[The request] Copy out all of the material, matching it word for word.

[Supplied entries]
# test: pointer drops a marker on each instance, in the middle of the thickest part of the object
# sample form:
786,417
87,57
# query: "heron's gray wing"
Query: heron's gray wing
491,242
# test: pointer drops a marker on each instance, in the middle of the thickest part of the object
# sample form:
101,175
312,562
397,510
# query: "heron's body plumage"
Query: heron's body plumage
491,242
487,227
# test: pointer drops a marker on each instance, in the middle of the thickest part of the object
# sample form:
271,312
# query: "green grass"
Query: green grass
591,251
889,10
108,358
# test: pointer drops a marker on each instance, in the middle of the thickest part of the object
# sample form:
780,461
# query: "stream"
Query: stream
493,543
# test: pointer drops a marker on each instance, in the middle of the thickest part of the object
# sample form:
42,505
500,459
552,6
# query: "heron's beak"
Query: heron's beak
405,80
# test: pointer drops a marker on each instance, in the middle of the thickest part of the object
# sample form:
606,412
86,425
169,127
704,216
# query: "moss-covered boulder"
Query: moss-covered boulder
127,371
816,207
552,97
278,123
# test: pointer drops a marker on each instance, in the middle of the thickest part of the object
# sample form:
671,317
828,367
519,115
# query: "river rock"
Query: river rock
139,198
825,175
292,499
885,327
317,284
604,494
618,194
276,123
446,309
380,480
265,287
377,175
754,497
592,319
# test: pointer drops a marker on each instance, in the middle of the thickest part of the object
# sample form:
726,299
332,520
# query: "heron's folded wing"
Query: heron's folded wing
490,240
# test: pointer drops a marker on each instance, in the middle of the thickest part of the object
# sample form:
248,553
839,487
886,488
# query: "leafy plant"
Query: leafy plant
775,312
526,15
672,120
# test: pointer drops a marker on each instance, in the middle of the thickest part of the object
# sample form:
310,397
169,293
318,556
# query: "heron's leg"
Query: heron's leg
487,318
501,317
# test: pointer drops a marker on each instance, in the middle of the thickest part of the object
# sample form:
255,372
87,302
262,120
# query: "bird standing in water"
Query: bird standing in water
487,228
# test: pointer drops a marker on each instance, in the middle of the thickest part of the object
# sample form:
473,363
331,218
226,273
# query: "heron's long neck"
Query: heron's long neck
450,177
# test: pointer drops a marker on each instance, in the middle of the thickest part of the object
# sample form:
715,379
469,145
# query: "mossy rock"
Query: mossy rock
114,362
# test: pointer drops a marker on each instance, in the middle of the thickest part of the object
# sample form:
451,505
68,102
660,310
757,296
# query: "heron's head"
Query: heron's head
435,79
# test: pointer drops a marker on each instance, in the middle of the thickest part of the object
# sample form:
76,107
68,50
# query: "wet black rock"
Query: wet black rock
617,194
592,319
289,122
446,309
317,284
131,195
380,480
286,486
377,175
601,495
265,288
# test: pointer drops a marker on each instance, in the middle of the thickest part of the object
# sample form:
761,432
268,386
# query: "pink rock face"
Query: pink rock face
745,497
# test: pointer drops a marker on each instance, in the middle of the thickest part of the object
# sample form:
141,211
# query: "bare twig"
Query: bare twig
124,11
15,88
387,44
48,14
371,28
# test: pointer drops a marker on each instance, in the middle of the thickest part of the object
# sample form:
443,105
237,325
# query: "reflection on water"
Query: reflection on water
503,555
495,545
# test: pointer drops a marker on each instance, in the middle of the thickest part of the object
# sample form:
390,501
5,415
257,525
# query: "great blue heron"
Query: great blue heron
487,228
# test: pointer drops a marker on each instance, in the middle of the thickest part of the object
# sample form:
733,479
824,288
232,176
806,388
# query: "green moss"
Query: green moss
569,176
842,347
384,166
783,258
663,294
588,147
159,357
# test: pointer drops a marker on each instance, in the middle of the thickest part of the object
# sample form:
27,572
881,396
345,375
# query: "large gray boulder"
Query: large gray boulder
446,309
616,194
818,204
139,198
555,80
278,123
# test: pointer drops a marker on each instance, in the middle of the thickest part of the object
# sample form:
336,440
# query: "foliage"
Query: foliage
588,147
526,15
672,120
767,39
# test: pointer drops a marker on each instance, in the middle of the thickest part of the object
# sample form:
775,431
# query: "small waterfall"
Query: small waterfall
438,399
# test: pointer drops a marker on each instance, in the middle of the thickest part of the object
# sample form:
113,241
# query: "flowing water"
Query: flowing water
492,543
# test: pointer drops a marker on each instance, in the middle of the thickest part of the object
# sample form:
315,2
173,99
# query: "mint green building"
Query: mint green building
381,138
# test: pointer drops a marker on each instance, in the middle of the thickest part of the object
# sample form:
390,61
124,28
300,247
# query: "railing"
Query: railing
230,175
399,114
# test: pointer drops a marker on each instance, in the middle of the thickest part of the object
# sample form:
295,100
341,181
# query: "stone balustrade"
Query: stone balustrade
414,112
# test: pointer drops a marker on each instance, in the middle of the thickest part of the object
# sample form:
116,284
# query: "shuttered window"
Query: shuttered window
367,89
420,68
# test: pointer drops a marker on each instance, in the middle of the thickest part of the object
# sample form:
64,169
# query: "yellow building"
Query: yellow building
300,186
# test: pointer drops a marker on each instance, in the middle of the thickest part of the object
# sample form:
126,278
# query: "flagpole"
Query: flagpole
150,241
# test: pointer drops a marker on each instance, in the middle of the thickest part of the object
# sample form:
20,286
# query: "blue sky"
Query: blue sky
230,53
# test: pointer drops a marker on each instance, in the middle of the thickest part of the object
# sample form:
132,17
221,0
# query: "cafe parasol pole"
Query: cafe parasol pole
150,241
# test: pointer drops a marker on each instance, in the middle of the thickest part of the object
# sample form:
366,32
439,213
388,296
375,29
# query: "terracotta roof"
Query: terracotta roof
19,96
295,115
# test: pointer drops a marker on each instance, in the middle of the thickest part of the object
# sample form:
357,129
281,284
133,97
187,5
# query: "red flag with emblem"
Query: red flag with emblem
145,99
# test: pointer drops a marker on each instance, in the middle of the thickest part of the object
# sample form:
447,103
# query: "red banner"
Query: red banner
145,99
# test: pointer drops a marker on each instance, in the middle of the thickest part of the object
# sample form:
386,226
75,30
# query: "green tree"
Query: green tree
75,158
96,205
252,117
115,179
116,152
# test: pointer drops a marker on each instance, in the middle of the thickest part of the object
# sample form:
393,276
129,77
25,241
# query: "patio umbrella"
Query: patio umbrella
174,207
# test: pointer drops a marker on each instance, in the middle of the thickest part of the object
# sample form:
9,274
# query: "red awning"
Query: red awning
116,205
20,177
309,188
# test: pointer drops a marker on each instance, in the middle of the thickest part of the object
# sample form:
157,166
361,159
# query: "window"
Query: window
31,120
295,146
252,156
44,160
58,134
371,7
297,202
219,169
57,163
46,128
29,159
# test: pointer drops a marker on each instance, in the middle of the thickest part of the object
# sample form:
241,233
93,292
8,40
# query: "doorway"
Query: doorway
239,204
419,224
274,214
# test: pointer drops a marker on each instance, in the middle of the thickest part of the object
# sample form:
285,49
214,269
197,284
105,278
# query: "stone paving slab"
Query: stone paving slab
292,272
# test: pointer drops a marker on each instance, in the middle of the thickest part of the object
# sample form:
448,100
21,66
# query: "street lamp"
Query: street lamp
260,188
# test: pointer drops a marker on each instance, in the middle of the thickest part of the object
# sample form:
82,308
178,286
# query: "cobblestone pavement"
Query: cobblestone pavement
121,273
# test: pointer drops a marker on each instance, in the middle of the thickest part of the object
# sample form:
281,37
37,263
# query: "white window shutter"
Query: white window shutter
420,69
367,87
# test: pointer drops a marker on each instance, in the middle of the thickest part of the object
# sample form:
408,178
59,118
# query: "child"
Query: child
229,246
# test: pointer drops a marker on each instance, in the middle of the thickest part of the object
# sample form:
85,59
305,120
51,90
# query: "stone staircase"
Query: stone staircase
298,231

[In response]
# test: pointer drops a marker on each instance, in the middle of the thickest part of the object
# sample form:
786,417
87,57
# query: "heron's gray wing"
Query: heron's gray wing
491,242
# test: pointer drops a marker on each instance, in the middle of the thickest part of the object
# sample form:
101,175
312,562
397,510
# query: "heron's body plumage"
Query: heron's body plumage
491,242
487,227
# test: pointer drops a marker on each instance, in the middle of the thickest part of the object
# sample form:
271,312
# query: "green grass"
Query: green grass
591,251
889,10
108,358
# test: pointer drops a marker on each instance, in the middle of the thickest part of the object
# sample form:
780,461
# query: "stream"
Query: stream
493,543
# test: pointer drops a marker on each instance, in the middle of the thickest part of the object
# sample form:
42,505
500,459
552,6
# query: "heron's beak"
Query: heron's beak
405,80
# test: pointer drops a marker on each instance, in the middle of the thickest part of the object
# sample form:
606,412
86,425
169,127
704,216
# query: "moss-covered boulder"
Query: moss-covered boulder
127,371
816,207
552,97
278,123
# test: pointer drops a marker on each instance, in the middle of the thickest part of the object
# sample form:
671,317
828,367
519,115
# query: "river rock"
Query: river rock
139,198
825,175
292,499
885,327
317,284
604,494
618,194
276,123
446,309
380,480
265,287
377,175
754,497
592,319
# test: pointer drops a marker on each instance, in the middle of the thickest part of the object
# sample form:
726,299
332,520
# query: "heron's folded wing"
Query: heron's folded wing
490,240
# test: pointer drops a marker on each instance, in the middle of the thickest part of the object
# sample form:
248,553
839,487
886,488
# query: "leafy plant"
Query: leafy plant
775,312
526,15
672,120
# test: pointer drops a marker on each instance, in the middle of the thickest part of the object
# sample form:
310,397
169,293
318,556
# query: "heron's leg"
Query: heron's leg
487,318
501,317
# test: pointer drops a marker on each instance, in the middle of the thickest part of the object
# sample form:
255,372
87,302
262,120
# query: "bird standing in water"
Query: bird standing in water
487,228
# test: pointer drops a marker on each instance, in the middle of the thickest part of the object
# sample form:
473,363
331,218
226,273
# query: "heron's long neck"
Query: heron's long neck
450,177
# test: pointer drops a marker on each instance, in the middle of the thickest part of the object
# sample form:
715,379
469,145
# query: "mossy rock"
Query: mossy rock
114,362
# test: pointer drops a marker on each instance, in the middle of the thickest part of the object
# sample form:
451,505
68,102
660,310
757,296
# query: "heron's head"
Query: heron's head
435,79
# test: pointer drops a marker on each instance, in the middle of the thickest part of the object
# sample form:
76,107
68,50
# query: "wet black rock"
Query: wet black rock
617,194
592,319
289,122
446,309
317,284
131,195
380,480
286,486
377,175
601,495
265,288
# test: pointer drops a marker on each instance, in the middle of the thickest part of the object
# sample form:
761,432
268,386
# query: "pink rock face"
Query: pink rock face
745,497
# test: pointer drops a marker on each instance, in the middle of the thickest part of the object
# sample form:
141,211
# query: "bare twig"
Query: bare twig
124,11
15,88
387,44
48,14
371,28
# test: pointer drops a marker on each instance, in the middle of the thickest part of the object
# sample form:
443,105
237,325
# query: "reflection on water"
Query: reflection on water
503,555
495,545
# test: pointer drops a marker on each instance, in the middle of the thickest part of the object
# sample form:
390,501
5,415
257,525
# query: "great blue heron"
Query: great blue heron
487,228
# test: pointer drops a marker on each instance, in the middle of the thickest part of the object
# sample form:
733,479
824,288
232,176
806,388
# query: "green moss"
Query: green moss
569,176
842,347
384,166
783,258
663,294
588,147
159,357
# test: pointer drops a marker on each instance, in the middle of the thickest part of the object
# sample form:
27,572
881,396
345,375
# query: "large gray boulder"
Query: large gray boulder
446,309
616,194
818,204
139,198
555,80
278,123
# test: pointer drops a marker on each instance, in the middle of the thickest part of the object
# sample form:
336,440
# query: "foliage"
Query: foliage
588,147
526,15
672,120
767,39
# test: pointer drops a marker on each instance, in the middle of the thickest part of the object
# sample form:
775,431
# query: "small waterfall"
Query: small waterfall
438,399
# test: pointer drops a marker on each instance, in the middle of the thickest part of the object
# sample form:
113,241
# query: "flowing water"
Query: flowing water
492,543
# test: pointer drops a marker on each instance, in the middle of the thickest part of the object
# sample form:
315,2
173,99
# query: "mint green building"
Query: mint green building
381,138
# test: pointer drops a marker on each instance, in the middle of the thickest part of the object
# sample form:
390,61
124,28
300,247
# query: "railing"
Query: railing
230,175
399,114
# test: pointer drops a marker on each instance, in the middle of the thickest part of the object
# sample form:
295,100
341,181
# query: "stone balustrade"
Query: stone balustrade
414,112
# test: pointer drops a marker on each instance, in the middle of the thickest part of the object
# sample form:
116,284
# query: "shuttered window"
Query: shuttered window
367,89
420,68
# test: pointer drops a marker on each instance, in the middle of the thickest part of the object
# sample form:
64,169
# query: "yellow building"
Query: yellow building
300,186
# test: pointer drops a marker on each instance, in the middle of the thickest part of the object
# sample form:
126,278
# query: "flagpole"
Query: flagpole
150,241
# test: pointer drops a marker on each instance, in the middle of the thickest part of the object
# sample form:
20,286
# query: "blue sky"
Query: blue sky
230,53
# test: pointer drops a marker on each instance, in the middle of the thickest part of the object
# sample form:
132,17
221,0
# query: "cafe parasol pole"
Query: cafe parasol pole
150,241
# test: pointer drops a marker on each instance, in the middle of the thickest part of the object
# sample form:
366,32
439,213
388,296
375,29
# query: "terracotta roof"
Query: terracotta roof
19,96
295,115
# test: pointer drops a marker on each instance, in the middle of the thickest part of the object
# sample form:
357,129
281,284
133,97
187,5
# query: "red flag with emblem"
Query: red flag with emblem
145,99
# test: pointer drops a marker on each instance, in the middle of the thickest part of the object
# sample form:
447,103
# query: "red banner"
Query: red banner
145,99
# test: pointer drops a marker on each instance, in the middle of the thickest part of the object
# sample form:
386,226
75,30
# query: "green tree"
Query: green tree
75,158
96,205
252,117
115,179
116,152
# test: pointer drops a marker on each instance, in the middle of the thickest part of the object
# sample form:
393,276
129,77
25,241
# query: "patio umbrella"
Query: patio umbrella
174,207
# test: pointer drops a marker on each instance, in the middle of the thickest part of the object
# sample form:
9,274
# query: "red awning"
Query: red awning
116,205
20,177
309,188
# test: pointer drops a marker on each instance, in the middle of the thickest part of the object
# sample form:
157,166
361,159
# query: "window"
Query: window
31,120
295,146
252,156
44,160
58,134
371,7
297,202
219,169
57,163
46,128
29,159
# test: pointer drops a marker on each instance, in the middle of the thickest part of the object
# sample form:
241,233
93,292
8,40
# query: "doorway"
Query: doorway
239,204
419,224
274,214
# test: pointer drops a marker on each instance, in the middle of the thickest part of the object
# sample form:
285,49
214,269
197,284
105,278
# query: "stone paving slab"
Query: stone paving slab
292,272
# test: pointer drops a marker on each instance, in the middle of the thickest part of the object
# sample form:
448,100
21,66
# query: "street lamp"
Query: street lamp
260,188
# test: pointer drops a marker on each instance, in the middle of the thickest part of the object
# sample form:
82,308
178,286
# query: "cobblestone pavement"
Query: cobblestone pavement
121,273
# test: pointer drops a marker on each instance, in the middle of the thickest part of the object
# sample form:
281,37
37,263
# query: "white window shutter"
Query: white window shutter
420,69
367,87
# test: pointer drops a marker on each instance, in the middle of the thickest part of the object
# sample form:
408,178
59,118
# query: "child"
Query: child
229,246
# test: pointer drops a marker on each instance, in the middle of the thickest part of the object
# sample form:
85,59
305,120
51,90
# query: "stone staircase"
Query: stone staircase
298,231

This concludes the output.